▶ _Stated exercise_: All records must be quoted exactly. Omit the pictures.

▶ _Exercise data_:

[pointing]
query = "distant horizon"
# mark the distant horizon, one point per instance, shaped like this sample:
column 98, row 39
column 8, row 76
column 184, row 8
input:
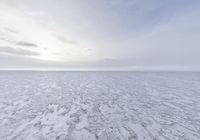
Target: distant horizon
column 122, row 34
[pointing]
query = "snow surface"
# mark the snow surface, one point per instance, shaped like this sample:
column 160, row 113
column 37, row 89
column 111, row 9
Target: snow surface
column 99, row 105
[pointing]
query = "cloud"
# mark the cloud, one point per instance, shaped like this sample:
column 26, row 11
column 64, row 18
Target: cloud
column 21, row 52
column 65, row 40
column 27, row 44
column 10, row 30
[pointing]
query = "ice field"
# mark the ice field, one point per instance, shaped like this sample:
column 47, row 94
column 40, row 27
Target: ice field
column 99, row 105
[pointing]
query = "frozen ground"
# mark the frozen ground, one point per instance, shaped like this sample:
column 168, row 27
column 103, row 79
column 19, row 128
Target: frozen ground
column 99, row 105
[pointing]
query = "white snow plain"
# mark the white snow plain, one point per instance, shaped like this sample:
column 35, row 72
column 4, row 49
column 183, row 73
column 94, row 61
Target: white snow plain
column 99, row 105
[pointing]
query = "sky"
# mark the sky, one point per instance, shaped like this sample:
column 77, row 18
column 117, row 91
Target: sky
column 99, row 34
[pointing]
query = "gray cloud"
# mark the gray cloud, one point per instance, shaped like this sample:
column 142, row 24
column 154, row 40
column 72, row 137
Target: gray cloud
column 65, row 40
column 10, row 30
column 14, row 51
column 27, row 44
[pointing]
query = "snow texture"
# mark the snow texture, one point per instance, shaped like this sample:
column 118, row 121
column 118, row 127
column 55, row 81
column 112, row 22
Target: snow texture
column 99, row 105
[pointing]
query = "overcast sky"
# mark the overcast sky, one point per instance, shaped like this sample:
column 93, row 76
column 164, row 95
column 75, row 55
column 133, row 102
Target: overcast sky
column 61, row 34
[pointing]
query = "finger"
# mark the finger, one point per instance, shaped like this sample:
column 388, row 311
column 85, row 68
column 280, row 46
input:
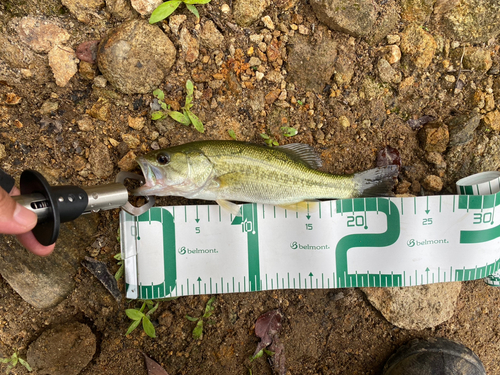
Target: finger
column 29, row 241
column 14, row 218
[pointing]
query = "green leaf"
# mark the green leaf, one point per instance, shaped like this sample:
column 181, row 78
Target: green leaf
column 25, row 364
column 153, row 309
column 198, row 330
column 133, row 326
column 196, row 121
column 159, row 94
column 191, row 319
column 134, row 314
column 288, row 131
column 148, row 327
column 164, row 10
column 157, row 115
column 196, row 1
column 193, row 10
column 179, row 117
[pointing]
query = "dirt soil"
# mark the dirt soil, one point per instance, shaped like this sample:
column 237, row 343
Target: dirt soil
column 324, row 331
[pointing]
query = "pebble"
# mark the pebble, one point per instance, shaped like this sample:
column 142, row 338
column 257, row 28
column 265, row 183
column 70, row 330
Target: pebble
column 63, row 62
column 246, row 12
column 492, row 120
column 418, row 307
column 268, row 22
column 85, row 124
column 175, row 21
column 434, row 136
column 100, row 161
column 432, row 183
column 210, row 36
column 84, row 11
column 418, row 46
column 128, row 163
column 393, row 39
column 145, row 7
column 190, row 45
column 136, row 123
column 62, row 350
column 135, row 56
column 41, row 35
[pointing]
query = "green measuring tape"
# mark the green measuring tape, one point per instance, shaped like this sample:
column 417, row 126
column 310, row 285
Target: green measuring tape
column 383, row 242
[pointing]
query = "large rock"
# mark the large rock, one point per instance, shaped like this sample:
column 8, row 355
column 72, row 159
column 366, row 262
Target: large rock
column 417, row 307
column 473, row 21
column 44, row 282
column 135, row 56
column 363, row 18
column 310, row 67
column 62, row 350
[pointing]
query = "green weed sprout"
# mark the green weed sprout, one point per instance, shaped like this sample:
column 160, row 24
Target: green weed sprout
column 288, row 131
column 13, row 360
column 269, row 141
column 186, row 117
column 198, row 330
column 138, row 315
column 167, row 8
column 120, row 271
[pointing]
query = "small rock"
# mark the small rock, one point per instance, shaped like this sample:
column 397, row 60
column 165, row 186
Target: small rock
column 41, row 35
column 311, row 67
column 210, row 37
column 189, row 44
column 100, row 110
column 462, row 128
column 246, row 12
column 268, row 22
column 344, row 121
column 432, row 183
column 393, row 39
column 272, row 96
column 85, row 124
column 100, row 81
column 136, row 123
column 84, row 11
column 175, row 21
column 417, row 307
column 135, row 56
column 62, row 350
column 434, row 136
column 131, row 141
column 100, row 161
column 87, row 51
column 63, row 62
column 48, row 107
column 418, row 46
column 392, row 54
column 145, row 7
column 492, row 120
column 128, row 163
column 387, row 73
column 254, row 61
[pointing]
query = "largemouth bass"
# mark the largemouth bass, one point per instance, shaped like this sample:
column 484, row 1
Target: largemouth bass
column 226, row 171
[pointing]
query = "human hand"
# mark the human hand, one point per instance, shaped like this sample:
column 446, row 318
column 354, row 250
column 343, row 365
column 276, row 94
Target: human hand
column 18, row 220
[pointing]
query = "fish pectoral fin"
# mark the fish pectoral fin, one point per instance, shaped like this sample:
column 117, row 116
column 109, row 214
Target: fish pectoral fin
column 229, row 206
column 303, row 207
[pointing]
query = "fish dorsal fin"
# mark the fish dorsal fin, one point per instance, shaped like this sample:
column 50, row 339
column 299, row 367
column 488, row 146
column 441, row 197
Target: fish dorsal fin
column 302, row 153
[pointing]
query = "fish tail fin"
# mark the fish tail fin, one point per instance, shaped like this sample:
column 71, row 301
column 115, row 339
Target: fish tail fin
column 376, row 182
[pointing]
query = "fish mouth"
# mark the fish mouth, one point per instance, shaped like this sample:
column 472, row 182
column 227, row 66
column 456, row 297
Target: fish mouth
column 151, row 175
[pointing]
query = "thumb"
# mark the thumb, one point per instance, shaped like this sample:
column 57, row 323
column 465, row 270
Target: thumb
column 14, row 218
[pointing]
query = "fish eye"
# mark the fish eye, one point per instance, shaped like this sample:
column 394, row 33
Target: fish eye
column 163, row 159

▶ _Completed exercise_:
[pointing]
query = "distant horizon"
# mark the distant horizon, one point per instance, shaped like this sample:
column 98, row 39
column 8, row 76
column 184, row 8
input:
Target: distant horizon
column 122, row 34
[pointing]
query = "snow surface"
# mark the snow surface, one point per instance, shaped like this sample:
column 160, row 113
column 37, row 89
column 111, row 9
Target: snow surface
column 99, row 105
[pointing]
query = "cloud"
# mark the cloud, one point per instance, shaped like this sample:
column 26, row 11
column 64, row 18
Target: cloud
column 21, row 52
column 65, row 40
column 27, row 44
column 10, row 30
[pointing]
query = "ice field"
# mark the ice field, one point per instance, shaped like this sample:
column 47, row 94
column 40, row 27
Target: ice field
column 99, row 105
[pointing]
query = "frozen ground"
# mark the frozen ground, one point per instance, shaped like this sample:
column 168, row 27
column 103, row 79
column 19, row 128
Target: frozen ground
column 99, row 105
[pointing]
query = "white snow plain"
# mark the white snow plain, one point per instance, shaped like this sample:
column 35, row 72
column 4, row 49
column 183, row 73
column 94, row 61
Target: white snow plain
column 99, row 105
[pointing]
query = "sky"
# mark the sky, one point per instance, shaped like this sample:
column 77, row 18
column 117, row 91
Target: sky
column 99, row 34
[pointing]
query = "gray cloud"
# mark the gray cloud, one point per instance, shaped like this sample:
column 142, row 24
column 154, row 40
column 72, row 137
Target: gray cloud
column 65, row 40
column 10, row 30
column 14, row 51
column 27, row 44
[pointing]
query = "snow texture"
# mark the snow texture, one point per instance, shaped like this sample:
column 118, row 121
column 118, row 127
column 55, row 81
column 112, row 22
Target: snow texture
column 99, row 105
[pointing]
query = "overcast sky"
# mark the overcast sky, one point per instance, shaped like this sample:
column 93, row 76
column 164, row 95
column 75, row 55
column 133, row 102
Target: overcast sky
column 61, row 34
[pointing]
query = "finger"
# mark the finger, one point per instance, shaped like this sample:
column 388, row 311
column 85, row 68
column 280, row 46
input:
Target: finger
column 29, row 241
column 14, row 218
[pointing]
query = "green leaf"
# mark the green leaf, one point per instance, shaped like this sample:
column 181, row 78
Target: green leaf
column 25, row 364
column 153, row 309
column 198, row 330
column 133, row 326
column 196, row 121
column 159, row 94
column 191, row 319
column 134, row 314
column 288, row 131
column 148, row 327
column 164, row 10
column 157, row 115
column 196, row 1
column 193, row 10
column 179, row 117
[pointing]
query = "dirt soil"
# mark the dirt soil, one point per instance, shaped like this sample:
column 237, row 343
Target: dirt soil
column 324, row 331
[pointing]
query = "pebble"
# mark the pebble, one point per instance, shaped like this sample:
column 142, row 338
column 257, row 28
column 265, row 183
column 70, row 330
Target: pebble
column 63, row 62
column 246, row 12
column 492, row 120
column 418, row 307
column 268, row 22
column 85, row 124
column 175, row 21
column 434, row 136
column 100, row 161
column 432, row 183
column 210, row 36
column 84, row 11
column 418, row 46
column 128, row 163
column 393, row 39
column 145, row 7
column 190, row 45
column 136, row 123
column 62, row 350
column 135, row 56
column 41, row 35
[pointing]
query = "green measuring tape"
# mark the green measuring tape, one point per instance, shaped like this sample:
column 417, row 126
column 310, row 285
Target: green measuring tape
column 383, row 242
[pointing]
query = "large rock"
# mark the large rock, one point per instance, shaped like this sample:
column 8, row 355
column 72, row 159
column 366, row 262
Target: large rock
column 417, row 307
column 473, row 21
column 44, row 282
column 135, row 56
column 363, row 18
column 310, row 67
column 62, row 350
[pointing]
query = "green weed sprout"
# mark the green weed sprout, one point per instance, shaped like this sample:
column 160, row 24
Target: green weed sprout
column 288, row 131
column 13, row 360
column 269, row 141
column 186, row 117
column 198, row 330
column 138, row 315
column 167, row 8
column 120, row 271
[pointing]
query = "small rock"
# mark the small rock, one point per instance, shaped like this sample:
column 397, row 60
column 165, row 186
Target: small rock
column 41, row 35
column 311, row 67
column 210, row 37
column 189, row 44
column 100, row 110
column 462, row 128
column 246, row 12
column 268, row 22
column 344, row 121
column 432, row 183
column 393, row 39
column 272, row 96
column 85, row 124
column 100, row 81
column 136, row 123
column 84, row 11
column 175, row 21
column 417, row 307
column 135, row 56
column 62, row 350
column 434, row 136
column 131, row 141
column 100, row 161
column 87, row 51
column 63, row 62
column 48, row 107
column 418, row 46
column 392, row 54
column 145, row 7
column 492, row 120
column 128, row 163
column 387, row 73
column 254, row 61
[pointing]
query = "largemouth bass"
# mark the largemouth bass, one point per instance, shaped like this sample:
column 484, row 1
Target: largemouth bass
column 226, row 171
[pointing]
query = "human hand"
# mark the human hand, one point per instance, shaped like this sample:
column 446, row 318
column 354, row 250
column 343, row 365
column 276, row 94
Target: human hand
column 18, row 220
[pointing]
query = "fish pectoral fin"
# mark the fish pectoral fin, one point per instance, shaped like this sample:
column 117, row 116
column 109, row 214
Target: fish pectoral fin
column 229, row 206
column 303, row 207
[pointing]
query = "fish dorsal fin"
# mark the fish dorsal fin, one point per instance, shaped like this sample:
column 50, row 339
column 299, row 367
column 488, row 146
column 441, row 197
Target: fish dorsal fin
column 302, row 153
[pointing]
query = "fish tail fin"
# mark the fish tail fin, one point per instance, shaped like this sample:
column 71, row 301
column 115, row 339
Target: fish tail fin
column 376, row 182
[pointing]
query = "fish mouth"
# mark the fish mouth, one point per instance, shaped like this sample:
column 472, row 182
column 227, row 66
column 456, row 297
Target: fish mouth
column 151, row 175
[pointing]
query = "thumb"
# mark the thumb, one point per instance, shaped like this sample:
column 57, row 323
column 465, row 270
Target: thumb
column 14, row 218
[pointing]
query = "fish eye"
# mark the fish eye, one point per instance, shaped like this sample:
column 394, row 33
Target: fish eye
column 163, row 159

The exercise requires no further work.